- GIVEN EXERCISE -
Exactly as written, print each record in the listing.
## start
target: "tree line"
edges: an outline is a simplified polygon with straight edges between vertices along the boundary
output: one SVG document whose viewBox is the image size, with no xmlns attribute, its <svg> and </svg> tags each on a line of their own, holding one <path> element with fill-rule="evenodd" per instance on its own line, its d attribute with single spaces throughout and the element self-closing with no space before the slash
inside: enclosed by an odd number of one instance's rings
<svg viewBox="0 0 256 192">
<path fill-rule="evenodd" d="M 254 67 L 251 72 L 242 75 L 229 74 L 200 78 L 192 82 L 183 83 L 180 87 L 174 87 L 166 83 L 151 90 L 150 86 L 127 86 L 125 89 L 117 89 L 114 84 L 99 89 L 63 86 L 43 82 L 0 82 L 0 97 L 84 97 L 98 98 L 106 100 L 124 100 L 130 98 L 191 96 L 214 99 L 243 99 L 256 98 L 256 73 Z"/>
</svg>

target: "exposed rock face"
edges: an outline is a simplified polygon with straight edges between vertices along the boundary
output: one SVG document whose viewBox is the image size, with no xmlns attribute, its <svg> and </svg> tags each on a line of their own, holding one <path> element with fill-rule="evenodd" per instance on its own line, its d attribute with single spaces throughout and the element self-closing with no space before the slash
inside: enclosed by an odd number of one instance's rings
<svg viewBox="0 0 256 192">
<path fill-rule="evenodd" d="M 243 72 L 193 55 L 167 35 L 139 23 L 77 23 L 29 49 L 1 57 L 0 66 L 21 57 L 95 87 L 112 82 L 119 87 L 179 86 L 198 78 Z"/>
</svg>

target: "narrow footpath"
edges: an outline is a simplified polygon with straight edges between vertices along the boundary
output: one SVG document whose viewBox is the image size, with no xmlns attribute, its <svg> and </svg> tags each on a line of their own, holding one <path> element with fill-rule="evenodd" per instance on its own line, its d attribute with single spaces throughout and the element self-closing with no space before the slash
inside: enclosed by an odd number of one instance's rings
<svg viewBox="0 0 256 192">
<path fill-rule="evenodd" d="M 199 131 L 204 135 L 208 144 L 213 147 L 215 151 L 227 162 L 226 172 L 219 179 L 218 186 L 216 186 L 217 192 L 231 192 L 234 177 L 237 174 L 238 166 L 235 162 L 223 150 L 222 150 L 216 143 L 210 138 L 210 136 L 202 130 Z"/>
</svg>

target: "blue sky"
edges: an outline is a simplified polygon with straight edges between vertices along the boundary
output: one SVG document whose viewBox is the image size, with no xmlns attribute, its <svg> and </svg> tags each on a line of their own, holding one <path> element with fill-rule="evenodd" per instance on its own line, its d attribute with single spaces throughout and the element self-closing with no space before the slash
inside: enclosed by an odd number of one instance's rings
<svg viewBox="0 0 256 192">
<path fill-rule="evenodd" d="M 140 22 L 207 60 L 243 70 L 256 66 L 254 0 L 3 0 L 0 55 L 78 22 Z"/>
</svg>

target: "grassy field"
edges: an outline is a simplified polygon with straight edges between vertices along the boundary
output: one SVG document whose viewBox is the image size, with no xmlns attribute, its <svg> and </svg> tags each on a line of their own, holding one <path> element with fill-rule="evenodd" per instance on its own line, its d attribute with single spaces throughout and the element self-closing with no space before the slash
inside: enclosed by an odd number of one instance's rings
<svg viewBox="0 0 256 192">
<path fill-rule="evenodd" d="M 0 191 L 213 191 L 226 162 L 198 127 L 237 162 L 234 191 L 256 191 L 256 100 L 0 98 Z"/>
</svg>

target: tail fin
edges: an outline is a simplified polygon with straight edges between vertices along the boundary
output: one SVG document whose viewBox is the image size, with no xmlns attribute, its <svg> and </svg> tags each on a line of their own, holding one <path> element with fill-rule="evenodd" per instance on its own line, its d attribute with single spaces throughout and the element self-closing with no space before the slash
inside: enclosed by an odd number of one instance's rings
## end
- PROBLEM SOLUTION -
target: "tree line"
edges: an outline is a simplified polygon with straight edges between vertices along the boundary
output: one SVG document whose viewBox is the image size, with no xmlns attribute, its <svg> and </svg> tags each on a line of their own, holding one <path> element with fill-rule="evenodd" per instance on its own line, its d attribute with single spaces throughout and the element self-closing with no space before the slash
inside: enclosed by an odd number of one instance's rings
<svg viewBox="0 0 256 192">
<path fill-rule="evenodd" d="M 254 67 L 251 72 L 242 75 L 229 74 L 200 78 L 192 82 L 183 83 L 180 87 L 174 87 L 166 83 L 151 90 L 150 86 L 127 86 L 125 89 L 117 89 L 114 84 L 99 89 L 63 86 L 43 82 L 0 82 L 0 97 L 84 97 L 98 98 L 106 100 L 124 100 L 130 98 L 191 96 L 214 99 L 243 99 L 256 98 L 256 73 Z"/>
</svg>

target: "exposed rock face"
edges: an outline is a simplified polygon with straight edges between vertices along the boundary
output: one SVG document whose viewBox is the image size, with no xmlns attribute, its <svg> and </svg> tags each on a line of their own, holding one <path> element with fill-rule="evenodd" per instance on its own line, its d attribute with single spaces throughout and the element self-closing with no space before the slash
inside: enclosed by an odd number of one instance's rings
<svg viewBox="0 0 256 192">
<path fill-rule="evenodd" d="M 243 72 L 193 55 L 167 35 L 139 23 L 77 23 L 29 49 L 1 57 L 0 66 L 21 57 L 95 87 L 112 82 L 119 87 L 179 86 L 198 78 Z"/>
</svg>

target: "narrow footpath"
edges: an outline is a simplified polygon with straight edges between vertices along the boundary
output: one SVG document whose viewBox is the image size, with no xmlns attribute, its <svg> and </svg> tags each on a line of their own, holding one <path> element with fill-rule="evenodd" per instance on its own line, its d attribute with single spaces throughout and the element self-closing with no space before the slash
inside: enclosed by an odd number of one instance's rings
<svg viewBox="0 0 256 192">
<path fill-rule="evenodd" d="M 199 131 L 204 135 L 208 144 L 213 147 L 215 151 L 227 162 L 226 172 L 219 179 L 218 186 L 216 186 L 217 192 L 231 192 L 234 177 L 237 174 L 238 166 L 235 162 L 223 150 L 222 150 L 216 143 L 210 138 L 210 136 L 202 130 Z"/>
</svg>

target: "blue sky"
edges: an outline is a simplified polygon with straight edges between vertices along the boundary
output: one SVG document whose viewBox is the image size, with no xmlns attribute, its <svg> and </svg> tags each on a line of their own, holding one <path> element with fill-rule="evenodd" per instance on its own line, its d attribute with single spaces throughout and the element self-closing with no space before the slash
inside: enclosed by an odd number of one instance's rings
<svg viewBox="0 0 256 192">
<path fill-rule="evenodd" d="M 140 22 L 207 60 L 243 70 L 256 66 L 254 0 L 3 0 L 0 55 L 78 22 Z"/>
</svg>

target: "grassy field"
edges: an outline is a simplified polygon with straight edges between vertices along the boundary
output: one SVG document whose viewBox is the image size, with no xmlns attribute, its <svg> and </svg> tags each on a line of their own, holding one <path> element with fill-rule="evenodd" per instance on its own line, its d attribute with single spaces throughout and the element self-closing with no space before the slash
inside: enclosed by an odd number of one instance's rings
<svg viewBox="0 0 256 192">
<path fill-rule="evenodd" d="M 0 191 L 213 191 L 226 162 L 198 127 L 237 162 L 234 191 L 256 191 L 256 100 L 0 98 Z"/>
</svg>

target: tail fin
edges: an outline is a simplified polygon with straight edges between vertices along the boundary
output: one SVG document whose viewBox is the image size, with no xmlns attribute, its <svg> and </svg> tags each on a line of their own, holding one <path> element with fill-rule="evenodd" per instance on its own line, its d attribute with single spaces throughout and the element self-closing with no space before the slash
inside: enclosed by an odd number of one instance's rings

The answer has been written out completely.